■ **EXERCISE TASK**: Print every line of the material below verbatim, keeping the original order.

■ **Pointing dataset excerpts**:
══════════════════════════════

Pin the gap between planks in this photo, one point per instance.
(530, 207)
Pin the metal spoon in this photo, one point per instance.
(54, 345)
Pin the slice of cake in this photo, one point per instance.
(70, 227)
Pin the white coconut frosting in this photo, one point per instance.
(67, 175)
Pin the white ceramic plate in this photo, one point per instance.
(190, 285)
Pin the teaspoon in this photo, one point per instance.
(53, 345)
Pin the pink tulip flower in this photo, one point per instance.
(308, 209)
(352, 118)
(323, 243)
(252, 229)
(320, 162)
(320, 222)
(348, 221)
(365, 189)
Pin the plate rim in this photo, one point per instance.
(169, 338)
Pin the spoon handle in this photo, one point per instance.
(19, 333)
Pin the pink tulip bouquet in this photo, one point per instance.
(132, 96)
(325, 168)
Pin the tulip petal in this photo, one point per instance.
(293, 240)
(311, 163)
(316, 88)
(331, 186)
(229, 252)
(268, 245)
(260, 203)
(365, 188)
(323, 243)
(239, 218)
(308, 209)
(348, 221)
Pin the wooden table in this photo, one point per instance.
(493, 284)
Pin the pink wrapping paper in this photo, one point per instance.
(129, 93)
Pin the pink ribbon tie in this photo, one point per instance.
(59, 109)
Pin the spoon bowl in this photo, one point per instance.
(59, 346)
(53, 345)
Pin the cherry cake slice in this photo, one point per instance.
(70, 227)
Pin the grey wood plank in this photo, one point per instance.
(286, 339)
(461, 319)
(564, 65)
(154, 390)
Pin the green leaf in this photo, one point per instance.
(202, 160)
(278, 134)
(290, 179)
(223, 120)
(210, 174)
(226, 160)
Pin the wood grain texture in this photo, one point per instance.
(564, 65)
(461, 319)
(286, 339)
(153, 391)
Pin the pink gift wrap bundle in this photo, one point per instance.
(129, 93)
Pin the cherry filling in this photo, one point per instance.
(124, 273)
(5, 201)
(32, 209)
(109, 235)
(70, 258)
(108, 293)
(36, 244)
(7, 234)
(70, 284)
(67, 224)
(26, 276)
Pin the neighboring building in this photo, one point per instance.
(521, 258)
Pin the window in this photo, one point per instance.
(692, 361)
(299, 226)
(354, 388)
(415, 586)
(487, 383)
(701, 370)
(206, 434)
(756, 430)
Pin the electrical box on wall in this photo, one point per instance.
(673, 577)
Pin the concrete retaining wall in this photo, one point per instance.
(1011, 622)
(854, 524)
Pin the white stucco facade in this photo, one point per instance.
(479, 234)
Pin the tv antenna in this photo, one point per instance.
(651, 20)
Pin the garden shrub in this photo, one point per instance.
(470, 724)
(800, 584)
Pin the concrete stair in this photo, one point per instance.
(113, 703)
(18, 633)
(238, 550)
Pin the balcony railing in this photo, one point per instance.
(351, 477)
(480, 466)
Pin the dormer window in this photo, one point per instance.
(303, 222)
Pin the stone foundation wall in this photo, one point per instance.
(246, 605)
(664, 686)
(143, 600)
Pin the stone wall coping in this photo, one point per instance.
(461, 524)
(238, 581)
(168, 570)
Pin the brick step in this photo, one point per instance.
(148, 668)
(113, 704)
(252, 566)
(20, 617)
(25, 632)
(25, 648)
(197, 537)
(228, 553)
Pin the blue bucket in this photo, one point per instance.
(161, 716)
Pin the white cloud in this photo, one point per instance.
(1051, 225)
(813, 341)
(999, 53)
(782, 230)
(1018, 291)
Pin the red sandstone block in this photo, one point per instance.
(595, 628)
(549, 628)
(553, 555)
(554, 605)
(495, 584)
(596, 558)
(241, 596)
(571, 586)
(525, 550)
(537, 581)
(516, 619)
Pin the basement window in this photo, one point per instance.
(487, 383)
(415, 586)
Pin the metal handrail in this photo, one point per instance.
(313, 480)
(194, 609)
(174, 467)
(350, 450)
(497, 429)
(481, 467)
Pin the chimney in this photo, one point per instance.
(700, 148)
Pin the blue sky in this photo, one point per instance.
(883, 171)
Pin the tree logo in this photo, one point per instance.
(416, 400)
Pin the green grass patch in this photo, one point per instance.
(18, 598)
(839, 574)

══════════════════════════════

■ **TASK RESULT**:
Pin the gap between planks in this photo, one point per instance.
(530, 207)
Pin the metal spoon in this photo, one point per instance.
(54, 345)
Pin the slice of cake in this photo, one point per instance.
(70, 227)
Pin the white coconut frosting in this photo, one point per instance.
(67, 175)
Pin the white ceramic plate in this photo, one point per instance.
(190, 285)
Pin the teaspoon in this photo, one point per instance.
(53, 345)
Pin the pink tulip flower in this photo, one point per instance.
(308, 209)
(352, 118)
(323, 243)
(252, 229)
(320, 162)
(320, 222)
(348, 221)
(365, 189)
Pin the plate rim in this photo, one point per instance.
(169, 338)
Pin the spoon handle in this photo, one point per instance.
(19, 333)
Pin the pink tulip bouquet in this photo, one point per instance.
(132, 96)
(325, 168)
Pin the tulip petal in this photo, one point per instance.
(293, 240)
(311, 163)
(316, 88)
(331, 186)
(229, 252)
(268, 245)
(260, 203)
(365, 188)
(323, 243)
(239, 218)
(308, 209)
(348, 221)
Pin the wooden table in this photo, one point per instance.
(493, 284)
Pin the pink wrapping paper in this photo, one point per instance.
(129, 93)
Pin the pink ribbon tie in this photo, one point per instance.
(59, 109)
Pin the spoon bowl in this photo, one point per instance.
(59, 346)
(53, 345)
Pin the cherry cake slice in this photo, one point per instance.
(70, 227)
Pin the grey wood plank in this photo, one point per instance.
(286, 339)
(461, 319)
(564, 65)
(154, 390)
Pin the green leaf in this photo, one point per instance.
(202, 160)
(278, 134)
(290, 179)
(223, 120)
(210, 174)
(226, 160)
Pin the wood grain texture in this photo, one point per instance.
(564, 65)
(461, 319)
(286, 339)
(153, 391)
Pin the pink gift wrap bundle in this photo, one point per instance.
(129, 93)
Pin the cherry filling in this photo, one point per instance.
(124, 273)
(5, 201)
(32, 209)
(109, 235)
(70, 258)
(108, 293)
(36, 244)
(7, 234)
(70, 284)
(67, 224)
(26, 276)
Pin the neighboring building in this photo, one point per instance.
(521, 258)
Pin the window in this photo, one point per instance.
(692, 361)
(299, 226)
(354, 388)
(415, 586)
(487, 383)
(701, 370)
(206, 434)
(756, 430)
Pin the electrical box on wall in this photo, one point per instance.
(673, 577)
Pin the concrete retaining wall in this photo, one point per instance.
(1011, 622)
(854, 524)
Pin the white stucco facade in this photo, one point per instance.
(479, 234)
Pin the tv antenna in this photo, one point per instance.
(651, 20)
Pin the garden shrub in this photo, one point per instance.
(470, 724)
(800, 584)
Pin the concrete stair in this photo, one point per instance.
(113, 703)
(18, 633)
(238, 550)
Pin the balcony railing in this photo, one point per instance.
(351, 477)
(480, 466)
Pin the dormer window in this photo, one point per instance.
(303, 222)
Pin the stone foundation wall in this photo, one point per instance.
(246, 605)
(664, 686)
(143, 600)
Pin the stone wall coping in this photo, one point per instance.
(461, 524)
(238, 581)
(168, 570)
Pin the brick step in this photo, one point per instance.
(148, 668)
(113, 704)
(252, 566)
(20, 617)
(25, 632)
(25, 648)
(197, 537)
(228, 553)
Pin the blue bucket in this photo, one point per instance.
(161, 716)
Pin the white cloud in this photo, one point per instance.
(1051, 225)
(813, 341)
(999, 53)
(782, 230)
(1018, 291)
Pin the red sandstone block in this photo, one point per instance.
(595, 628)
(549, 628)
(553, 555)
(554, 605)
(495, 584)
(596, 558)
(241, 596)
(571, 586)
(525, 550)
(537, 581)
(516, 619)
Pin the basement window in this photo, one point per instance.
(487, 383)
(415, 586)
Pin the metal handrail in this photo, one point per instance.
(313, 480)
(194, 609)
(174, 467)
(350, 450)
(497, 429)
(481, 467)
Pin the chimney in this photo, one point per instance.
(700, 148)
Pin the blue sky in this photo, one point per instance.
(883, 171)
Pin the tree logo in this photo, one point per instance.
(416, 400)
Pin the green grass patch in this photo, one point per instance.
(18, 598)
(839, 574)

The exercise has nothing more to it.